Before repeating the entries below, strip out every picture and keep all else as it is.

(Region pointing data)

== Segment start ==

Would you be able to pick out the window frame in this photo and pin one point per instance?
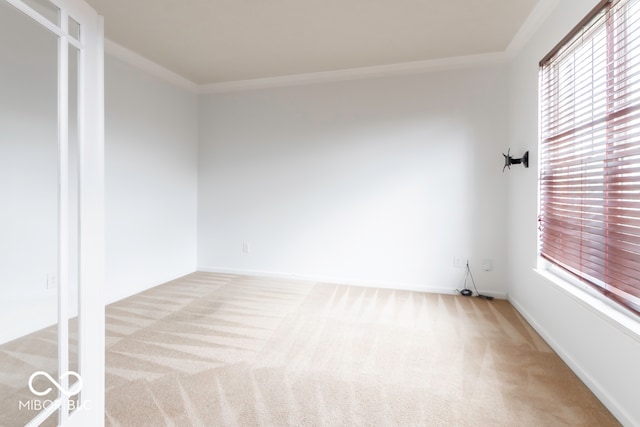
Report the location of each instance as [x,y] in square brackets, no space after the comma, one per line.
[550,270]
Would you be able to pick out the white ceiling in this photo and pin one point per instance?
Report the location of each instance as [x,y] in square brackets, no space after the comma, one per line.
[216,41]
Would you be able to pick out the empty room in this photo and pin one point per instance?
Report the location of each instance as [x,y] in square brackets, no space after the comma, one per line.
[319,213]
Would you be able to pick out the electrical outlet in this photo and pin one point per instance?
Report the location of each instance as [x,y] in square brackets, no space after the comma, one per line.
[52,281]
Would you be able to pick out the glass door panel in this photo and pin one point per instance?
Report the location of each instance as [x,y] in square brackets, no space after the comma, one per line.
[29,214]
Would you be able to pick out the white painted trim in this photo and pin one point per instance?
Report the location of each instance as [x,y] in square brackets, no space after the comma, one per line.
[134,59]
[404,68]
[539,14]
[351,282]
[534,21]
[617,316]
[616,409]
[146,286]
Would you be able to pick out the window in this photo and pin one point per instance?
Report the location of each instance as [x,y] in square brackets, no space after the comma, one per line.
[590,152]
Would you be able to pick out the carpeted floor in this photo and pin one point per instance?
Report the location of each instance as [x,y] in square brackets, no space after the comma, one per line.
[222,350]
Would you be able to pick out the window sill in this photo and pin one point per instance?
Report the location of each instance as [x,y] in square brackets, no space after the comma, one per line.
[619,317]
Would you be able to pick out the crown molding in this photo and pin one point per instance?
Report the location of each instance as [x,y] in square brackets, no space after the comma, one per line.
[416,67]
[534,21]
[135,59]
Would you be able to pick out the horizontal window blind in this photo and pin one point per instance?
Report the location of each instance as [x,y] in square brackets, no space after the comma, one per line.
[590,152]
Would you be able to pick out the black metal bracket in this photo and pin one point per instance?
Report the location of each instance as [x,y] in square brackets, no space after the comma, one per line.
[508,160]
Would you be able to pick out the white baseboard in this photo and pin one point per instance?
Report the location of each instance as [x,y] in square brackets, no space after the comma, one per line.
[403,286]
[616,409]
[145,286]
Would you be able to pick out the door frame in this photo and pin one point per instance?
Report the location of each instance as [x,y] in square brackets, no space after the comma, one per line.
[91,243]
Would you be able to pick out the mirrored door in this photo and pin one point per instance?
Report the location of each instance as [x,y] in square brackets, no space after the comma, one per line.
[51,224]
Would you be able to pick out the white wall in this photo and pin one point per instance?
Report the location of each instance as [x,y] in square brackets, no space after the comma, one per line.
[151,180]
[28,174]
[603,355]
[379,181]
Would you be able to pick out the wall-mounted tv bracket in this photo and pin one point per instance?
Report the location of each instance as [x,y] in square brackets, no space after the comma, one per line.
[508,160]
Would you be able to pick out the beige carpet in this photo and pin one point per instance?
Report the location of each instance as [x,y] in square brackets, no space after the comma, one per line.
[222,350]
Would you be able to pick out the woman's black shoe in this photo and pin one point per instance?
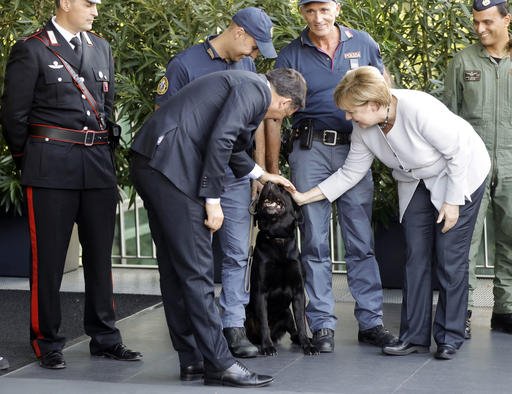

== Segment end ==

* [Response to the exercise]:
Would you be able to pick out the window frame in this photo and pin one point per instance?
Report the location of each instance as [x,y] in square brackets, no space after the comma, one per line.
[550,270]
Would you be able to pick out the white ceiling in this photo and pin one point per instance?
Report the location of each instance as [x,y] in square brackets, no space after the comma, one per line.
[216,41]
Would you be able to pick out the empty room in this photo and pin one point per instance?
Report the location of each instance as [x,y] in square brackets, no space after the comma, one per line.
[319,213]
Would you be able to pick out the electrical outlet in this photo and pin one point per instance?
Report the location of each instance as [x,y] in square brackets, no space after the comma, one per line.
[52,281]
Would you be able to pick out the glass door panel in this photo and pin one point per instance?
Report the location of each instance as [x,y] in square brackets, no space after the comma, one per line.
[29,214]
Would you be able to pick out the white painted trim in this photo and pin one point per instance?
Report the location of each instance as [x,y] in square brackets, no space after the comma, one per line.
[134,59]
[404,68]
[539,14]
[351,282]
[534,21]
[617,316]
[616,409]
[146,286]
Would you be able to pick out the window in this photo and pin one point per instance?
Report the location of each instance as [x,y] in square brackets, no space after the comma, one per line.
[590,152]
Would you be able to pick out the carpeted floor in this photo and pin one point per instance?
Report the location of each instance as [x,y] in square brackets, no space after the comma, one per line.
[222,350]
Would you be able to pick out the window sill in this photo and pin one point per instance?
Report the location of each instance as [x,y] in square brackets, no space after the comma, one per line.
[619,317]
Would you be able to pick out the crown molding in this photo and pin one point per instance?
Report the location of each instance as [x,y] in square brackets, no space after the comma, one per line.
[416,67]
[534,21]
[135,59]
Would you be able to pick out the horizontal window blind in this photo and pin one point per instance?
Report the location of each instance as [x,y] in square brackets, no space after the comma, one per line.
[590,152]
Would you be able to pick out the black metal bracket in this photo and pin one point per instance?
Report the location of each instance as [x,y] in square brackets, no space after the comma, one per line.
[508,160]
Would you be able to pick out the white baseboard in this photo and pin one point per instance?
Report the location of each instance as [x,y] in square brackets, no space after the comma, one per line.
[403,286]
[616,409]
[145,286]
Would you be able to pick out the door frame in this photo and pin one point per instance?
Report the location of each instance as [x,y] in square brackets, no space after the comma, one per line.
[91,243]
Would you be able to pick out the mirrored door in this photo and pin one point per instance?
Report the location of each instance as [x,y] in square brackets, no space after the comma, one per line.
[51,224]
Would you be able to pick out the white wall in this photo and pin one point per instance?
Report the location of each instance as [x,y] in square brackets, no space after the comma, one per line.
[151,180]
[28,174]
[603,355]
[379,181]
Would you be able to pick out the wall-mounted tv bracket in this photo and pin one point per instance?
Report the location of each instance as [x,y] in square brackets, no space after the comma, one per line.
[508,160]
Would you be able to pick out the beige carpet in this photo and pin one point per instance?
Report the location of each instance as [x,y] in square brackets, no space after the comma, one per line.
[222,350]
Would you be able to pick out the woman's black shoe in this photo and pin one point per instance?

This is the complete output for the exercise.